[Begin Page extract]
With the Reformation, this concept of a personal bond with God becomes democratized. Everybody has it, monasteries get closed down. Every individual Protestant has a religio with God. And so a two fold understanding of what in English comes to be called religion, it gets anglicised as religion. On the one hand, a religion is something that's personal to a believer, it's, you know, what religion do you have? What are your personal beliefs? What is your personal relationship to a deity, that's what a religion is. Simultaneously a religion is something that can be seen as distinct from something called, again, it's been, saeculum is emphasized to the secular.

So religion is something distinct from the secular. And by the 18th century, 19th century, when the British are expanding across the world and taking their language and therefore these concepts with them. The idea that something called religion, the idea that something called the secular exists, is taken absolutely for granted by not just missionaries, but by everybody going out to other civilizations.
[End Page extract]
[Begin Supplied material]
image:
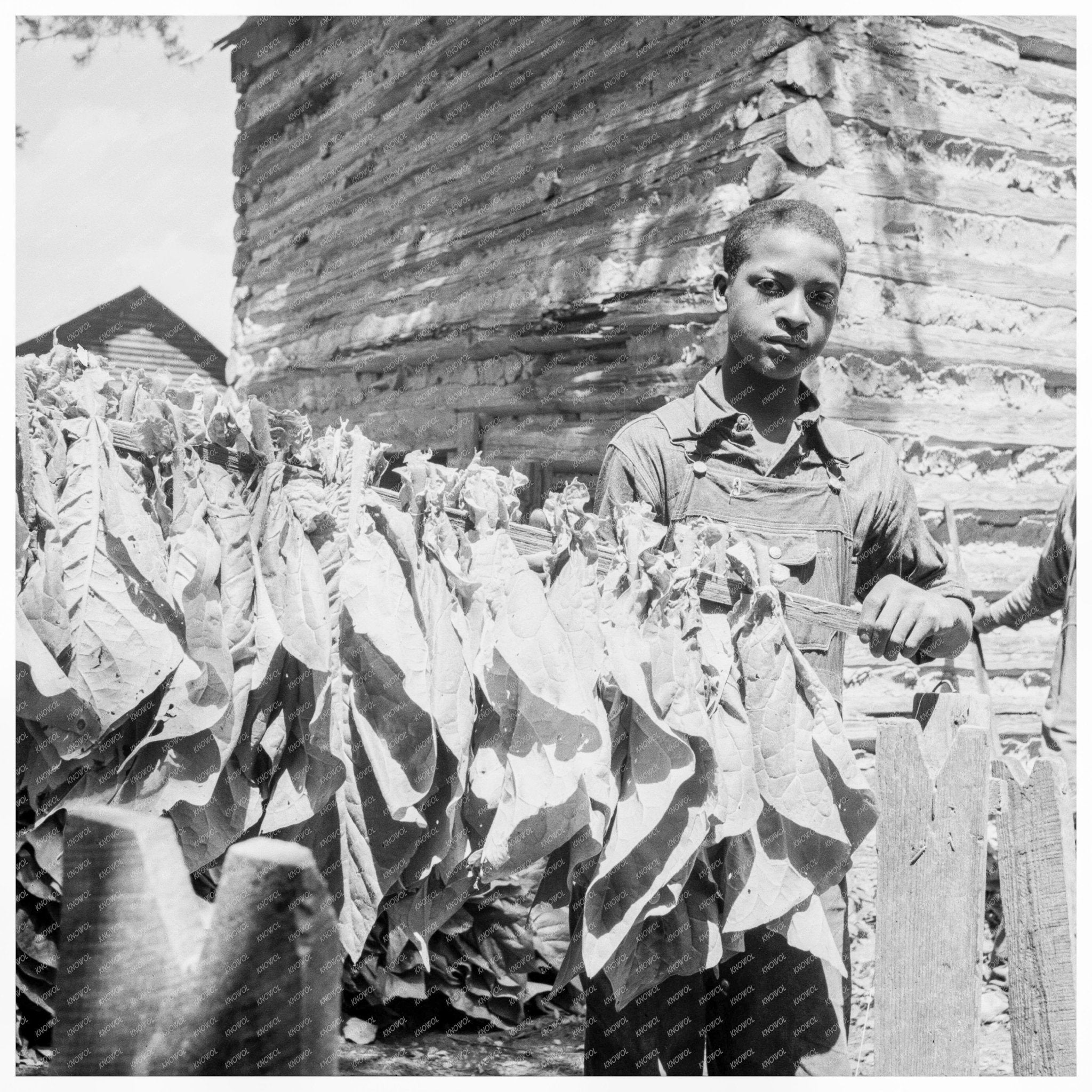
[End Supplied material]
## To do
Please answer these from the text on religion and the secular:
(a) After the Reformation, what does every individual Protestant have with God?
(b) What is a religion seen as distinct from?
(c) In which centuries are the British described as expanding across the world?

## Task output
(a) A religio with God.
(b) The secular.
(c) The 18th and 19th centuries.